══ DATA ENTRIES
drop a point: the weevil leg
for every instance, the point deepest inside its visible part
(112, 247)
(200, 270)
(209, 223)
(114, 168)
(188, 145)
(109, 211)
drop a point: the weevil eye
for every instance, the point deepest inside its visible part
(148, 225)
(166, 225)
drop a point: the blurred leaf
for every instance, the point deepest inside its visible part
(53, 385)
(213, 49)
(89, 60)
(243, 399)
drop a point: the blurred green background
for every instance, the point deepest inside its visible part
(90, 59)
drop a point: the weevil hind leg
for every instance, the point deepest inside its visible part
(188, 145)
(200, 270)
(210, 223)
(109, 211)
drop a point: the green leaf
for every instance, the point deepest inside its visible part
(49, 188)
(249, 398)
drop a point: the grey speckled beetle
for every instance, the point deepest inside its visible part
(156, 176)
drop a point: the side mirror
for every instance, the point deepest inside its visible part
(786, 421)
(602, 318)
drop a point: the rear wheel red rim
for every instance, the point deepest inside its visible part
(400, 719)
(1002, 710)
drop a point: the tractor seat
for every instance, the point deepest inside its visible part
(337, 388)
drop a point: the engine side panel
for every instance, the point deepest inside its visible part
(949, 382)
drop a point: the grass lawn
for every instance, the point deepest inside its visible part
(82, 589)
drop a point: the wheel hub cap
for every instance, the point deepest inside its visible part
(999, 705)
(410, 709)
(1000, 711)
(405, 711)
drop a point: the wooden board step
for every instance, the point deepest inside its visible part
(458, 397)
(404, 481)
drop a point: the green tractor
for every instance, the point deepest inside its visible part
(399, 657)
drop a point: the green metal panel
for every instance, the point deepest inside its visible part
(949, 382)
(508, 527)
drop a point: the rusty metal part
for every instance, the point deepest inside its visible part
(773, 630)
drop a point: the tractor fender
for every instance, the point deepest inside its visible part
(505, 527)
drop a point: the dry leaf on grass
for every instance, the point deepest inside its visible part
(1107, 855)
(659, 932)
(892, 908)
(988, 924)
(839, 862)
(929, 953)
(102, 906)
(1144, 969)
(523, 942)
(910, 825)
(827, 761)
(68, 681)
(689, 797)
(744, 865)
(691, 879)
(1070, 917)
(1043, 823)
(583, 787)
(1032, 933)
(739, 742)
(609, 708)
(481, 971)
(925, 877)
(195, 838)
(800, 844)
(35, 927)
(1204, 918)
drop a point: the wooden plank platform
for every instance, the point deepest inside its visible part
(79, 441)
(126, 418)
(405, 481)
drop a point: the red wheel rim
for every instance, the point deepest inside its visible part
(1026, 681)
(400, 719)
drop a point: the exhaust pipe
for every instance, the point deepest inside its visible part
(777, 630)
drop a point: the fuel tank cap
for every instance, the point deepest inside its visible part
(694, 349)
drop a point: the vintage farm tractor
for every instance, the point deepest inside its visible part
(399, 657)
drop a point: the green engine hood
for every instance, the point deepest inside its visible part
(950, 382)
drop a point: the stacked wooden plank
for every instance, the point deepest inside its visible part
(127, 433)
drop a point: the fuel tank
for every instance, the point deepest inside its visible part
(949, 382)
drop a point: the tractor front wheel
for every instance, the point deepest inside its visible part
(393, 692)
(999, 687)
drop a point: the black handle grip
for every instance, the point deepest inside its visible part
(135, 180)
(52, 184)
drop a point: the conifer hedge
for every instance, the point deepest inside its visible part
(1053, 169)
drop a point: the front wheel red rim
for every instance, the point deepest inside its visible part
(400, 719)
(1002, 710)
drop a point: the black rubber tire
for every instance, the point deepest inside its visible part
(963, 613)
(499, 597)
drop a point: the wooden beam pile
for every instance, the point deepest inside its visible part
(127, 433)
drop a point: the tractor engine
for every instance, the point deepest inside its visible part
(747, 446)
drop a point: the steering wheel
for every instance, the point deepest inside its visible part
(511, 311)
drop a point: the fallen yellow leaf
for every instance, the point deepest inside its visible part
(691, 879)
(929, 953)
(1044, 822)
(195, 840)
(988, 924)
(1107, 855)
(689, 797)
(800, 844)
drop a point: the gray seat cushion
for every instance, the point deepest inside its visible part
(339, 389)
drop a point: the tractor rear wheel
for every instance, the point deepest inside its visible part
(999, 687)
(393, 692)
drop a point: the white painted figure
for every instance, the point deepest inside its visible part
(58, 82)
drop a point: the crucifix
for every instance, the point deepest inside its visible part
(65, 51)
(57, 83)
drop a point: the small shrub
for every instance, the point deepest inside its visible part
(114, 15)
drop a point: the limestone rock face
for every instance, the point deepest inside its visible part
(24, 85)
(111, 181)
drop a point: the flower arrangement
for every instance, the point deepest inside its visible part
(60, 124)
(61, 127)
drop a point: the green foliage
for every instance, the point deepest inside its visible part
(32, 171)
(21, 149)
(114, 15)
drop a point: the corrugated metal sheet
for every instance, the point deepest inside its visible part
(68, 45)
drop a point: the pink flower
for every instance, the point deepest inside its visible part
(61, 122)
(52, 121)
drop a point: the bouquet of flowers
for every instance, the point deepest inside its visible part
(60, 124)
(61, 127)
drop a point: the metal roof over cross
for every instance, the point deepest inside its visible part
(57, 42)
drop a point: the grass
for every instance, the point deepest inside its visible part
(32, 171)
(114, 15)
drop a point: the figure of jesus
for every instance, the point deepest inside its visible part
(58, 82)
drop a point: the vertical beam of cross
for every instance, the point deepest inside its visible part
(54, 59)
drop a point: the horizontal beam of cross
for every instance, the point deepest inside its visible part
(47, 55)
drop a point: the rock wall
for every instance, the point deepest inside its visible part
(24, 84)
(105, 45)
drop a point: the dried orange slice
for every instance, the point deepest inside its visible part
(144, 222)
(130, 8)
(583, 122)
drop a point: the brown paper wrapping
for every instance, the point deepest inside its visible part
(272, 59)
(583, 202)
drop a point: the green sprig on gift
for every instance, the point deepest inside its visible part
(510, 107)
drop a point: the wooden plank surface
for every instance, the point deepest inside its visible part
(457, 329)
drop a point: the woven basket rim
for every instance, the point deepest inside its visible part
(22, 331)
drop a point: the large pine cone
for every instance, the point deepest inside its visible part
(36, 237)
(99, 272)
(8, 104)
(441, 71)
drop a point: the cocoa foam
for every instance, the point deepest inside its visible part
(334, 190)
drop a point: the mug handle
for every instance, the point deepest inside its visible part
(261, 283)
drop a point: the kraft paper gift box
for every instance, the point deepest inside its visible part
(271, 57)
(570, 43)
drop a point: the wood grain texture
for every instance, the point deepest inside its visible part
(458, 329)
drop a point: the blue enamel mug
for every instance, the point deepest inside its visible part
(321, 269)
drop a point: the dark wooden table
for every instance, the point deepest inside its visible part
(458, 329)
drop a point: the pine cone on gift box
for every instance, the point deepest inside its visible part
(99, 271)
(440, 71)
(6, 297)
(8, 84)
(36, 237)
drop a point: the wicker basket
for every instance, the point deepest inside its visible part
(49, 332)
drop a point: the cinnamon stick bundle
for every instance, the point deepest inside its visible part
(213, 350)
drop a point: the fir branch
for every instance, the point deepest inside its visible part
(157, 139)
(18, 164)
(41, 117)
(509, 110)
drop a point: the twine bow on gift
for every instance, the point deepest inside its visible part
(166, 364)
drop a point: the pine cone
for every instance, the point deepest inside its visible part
════
## [WORK TO COMPLETE]
Exactly reproduce every line found in the records.

## [TASK SOLUTION]
drop a point: the weevil leg
for every instance, the point deepest inside its visible part
(112, 247)
(200, 270)
(209, 223)
(114, 168)
(188, 145)
(109, 211)
drop a point: the weevil eye
for every instance, the point deepest inside its visible part
(148, 225)
(166, 225)
drop a point: the blurred leaf
for every instance, the point deepest inside its visible part
(53, 385)
(213, 49)
(89, 60)
(243, 399)
drop a point: the blurred green background
for every instance, the point deepest inside its visible part
(90, 59)
drop a point: the weevil hind leg
for every instance, the point deepest inside its visible part
(188, 145)
(200, 270)
(210, 223)
(109, 211)
drop a point: the green leaf
for every instance, the point deepest inside its visible part
(49, 188)
(249, 398)
drop a point: the grey speckled beetle
for every instance, the point deepest inside its visible part
(156, 176)
drop a point: the side mirror
for every instance, the point deepest inside its visible part
(786, 421)
(602, 318)
drop a point: the rear wheel red rim
for every instance, the point deepest inside its visible part
(400, 719)
(1002, 710)
drop a point: the tractor seat
for every instance, the point deepest inside its visible part
(337, 388)
drop a point: the engine side panel
for every instance, the point deepest inside its visible part
(949, 382)
drop a point: the grass lawn
for every instance, the point deepest inside its visible part
(82, 589)
drop a point: the wheel hub cap
for every instance, the point deepest inside its visible part
(999, 705)
(410, 709)
(1000, 711)
(405, 711)
drop a point: the wooden board step
for every instance, the point deepest inside its visible part
(458, 397)
(404, 481)
drop a point: the green tractor
for every instance, the point deepest inside its visible part
(399, 657)
drop a point: the green metal panel
for every instance, the point deepest inside its visible part
(949, 382)
(508, 527)
drop a point: the rusty metal part
for every instance, the point deepest inside its visible part
(773, 630)
drop a point: the tractor fender
for every instance, the point deepest inside its visible part
(505, 527)
drop a point: the dry leaf on grass
for every instance, the point deepest inside its visible part
(1107, 855)
(659, 932)
(892, 908)
(988, 924)
(839, 862)
(929, 953)
(102, 906)
(1144, 969)
(523, 942)
(910, 825)
(827, 761)
(68, 681)
(689, 797)
(744, 865)
(691, 879)
(1070, 917)
(1043, 823)
(583, 787)
(1032, 933)
(739, 742)
(609, 708)
(481, 971)
(925, 877)
(195, 838)
(800, 844)
(35, 927)
(1204, 918)
drop a point: the wooden plank platform
for every instance, the point deepest inside its visible part
(79, 441)
(126, 418)
(405, 481)
drop a point: the red wheel rim
for every instance, the point deepest inside its visible part
(1026, 681)
(400, 719)
drop a point: the exhaust pipe
for every instance, the point deepest inside its visible part
(777, 630)
drop a point: the fuel tank cap
for every instance, the point deepest inside its visible part
(694, 349)
drop a point: the vintage farm tractor
for every instance, the point deepest inside its visible part
(399, 657)
drop a point: the green engine hood
for every instance, the point deepest inside its visible part
(950, 382)
drop a point: the stacked wooden plank
for every instance, the point deepest inside its visible part
(127, 433)
drop a point: the fuel tank
for every instance, the point deepest inside its visible part
(949, 382)
drop a point: the tractor front wheel
for every instance, the point deepest inside its visible part
(393, 692)
(999, 687)
drop a point: the black handle grip
for every instance, the point deepest inside its visible part
(135, 180)
(52, 184)
drop a point: the conifer hedge
for every instance, the point deepest inside its visible part
(1053, 169)
drop a point: the front wheel red rim
for every instance, the point deepest inside its visible part
(400, 719)
(1002, 710)
drop a point: the black rubber tire
for every instance, the point deepest inside its visible part
(963, 613)
(499, 597)
drop a point: the wooden beam pile
for every instance, the point deepest inside its visible part
(127, 433)
drop a point: the tractor engine
for every instance, the point deepest inside its visible part
(747, 446)
drop a point: the steering wheel
for every instance, the point deepest inside its visible part
(511, 311)
drop a point: the fallen yellow leaf
for every instance, the point deepest inside its visible part
(691, 879)
(929, 953)
(1044, 822)
(195, 840)
(988, 924)
(1107, 855)
(689, 797)
(800, 844)
drop a point: the gray seat cushion
for every instance, the point deepest inside its visible part
(339, 389)
drop a point: the tractor rear wheel
for every instance, the point deepest inside its visible part
(999, 687)
(393, 692)
drop a point: the white painted figure
for every instance, the point deepest inside its visible part
(58, 82)
drop a point: the crucifix
for every instance, the point deepest inside its visible part
(65, 51)
(57, 83)
drop a point: the small shrub
for every instance, the point deepest inside its visible part
(114, 15)
drop a point: the limestone rock face
for every instance, the point deepest inside its visible part
(24, 85)
(111, 181)
drop a point: the flower arrangement
for every instance, the point deepest inside its visible part
(60, 124)
(61, 127)
drop a point: the green foliage
for every instance, the point deepest inside its visible part
(32, 171)
(21, 149)
(114, 15)
drop a point: the corrugated metal sheet
for every instance, the point deepest inside its visible part
(68, 45)
drop a point: the pink flower
for every instance, the point deepest inside its visible part
(61, 122)
(52, 121)
drop a point: the bouquet of flowers
for every instance, the point deepest inside its visible part
(60, 124)
(61, 127)
drop a point: the metal roof over cross
for every instance, the point deepest inside its visible part
(57, 42)
drop a point: the grass
for every instance, the point deepest inside its visible part
(32, 171)
(114, 15)
drop a point: the figure of jesus
for every instance, the point deepest inside its visible part
(58, 82)
drop a point: the vertical beam of cross
for every instance, the point deepest inside its visible part
(54, 59)
drop a point: the horizontal beam of cross
for every instance, the point deepest inside its visible part
(47, 55)
drop a point: the rock wall
for every instance, the point deepest inside its visible part
(24, 84)
(105, 45)
drop a point: the dried orange slice
for every instance, the point deepest inside its visible part
(144, 222)
(130, 8)
(583, 122)
drop a point: the brown paper wrapping
for every instance, the point deepest inside its visible part
(272, 59)
(583, 202)
drop a point: the green sprig on gift
for every instance, the point deepest inside its visible part
(510, 107)
drop a point: the wooden plank surface
for every instance, the point deepest inside its visible part
(457, 329)
drop a point: the woven basket rim
for every instance, the point deepest inside its visible part
(22, 331)
drop a point: the large pine cone
for every instance, the point deepest inside its visible part
(36, 237)
(99, 272)
(8, 104)
(441, 71)
drop a point: the cocoa foam
for every instance, the point deepest inside its visible part
(334, 190)
drop a point: the mug handle
for every instance, the point deepest inside its visible part
(261, 283)
drop a point: the kraft paper gift box
for every instance, the point deepest inside its visible part
(271, 57)
(570, 43)
drop a point: the wood grain texture
for every instance, the point deepest inside its visible part
(458, 329)
drop a point: the blue enamel mug
for every instance, the point deepest inside its visible part
(321, 269)
drop a point: the dark wooden table
for every instance, the point deepest inside its visible part
(458, 329)
drop a point: the pine cone on gift box
for every instance, the point deepest inside its visible part
(99, 271)
(440, 71)
(6, 297)
(8, 84)
(36, 237)
drop a point: the wicker basket
for every instance, the point deepest inside its visible part
(49, 332)
drop a point: the cinnamon stick bundle
for every instance, the point deepest inside its visible part
(213, 350)
drop a point: the fir branch
for every instance, the point deepest inside its visible part
(157, 139)
(18, 164)
(41, 117)
(509, 110)
drop a point: the twine bow on gift
for every instance, the point deepest inside its visible part
(166, 364)
drop a point: the pine cone
for every instance, the point deepest inside its visible part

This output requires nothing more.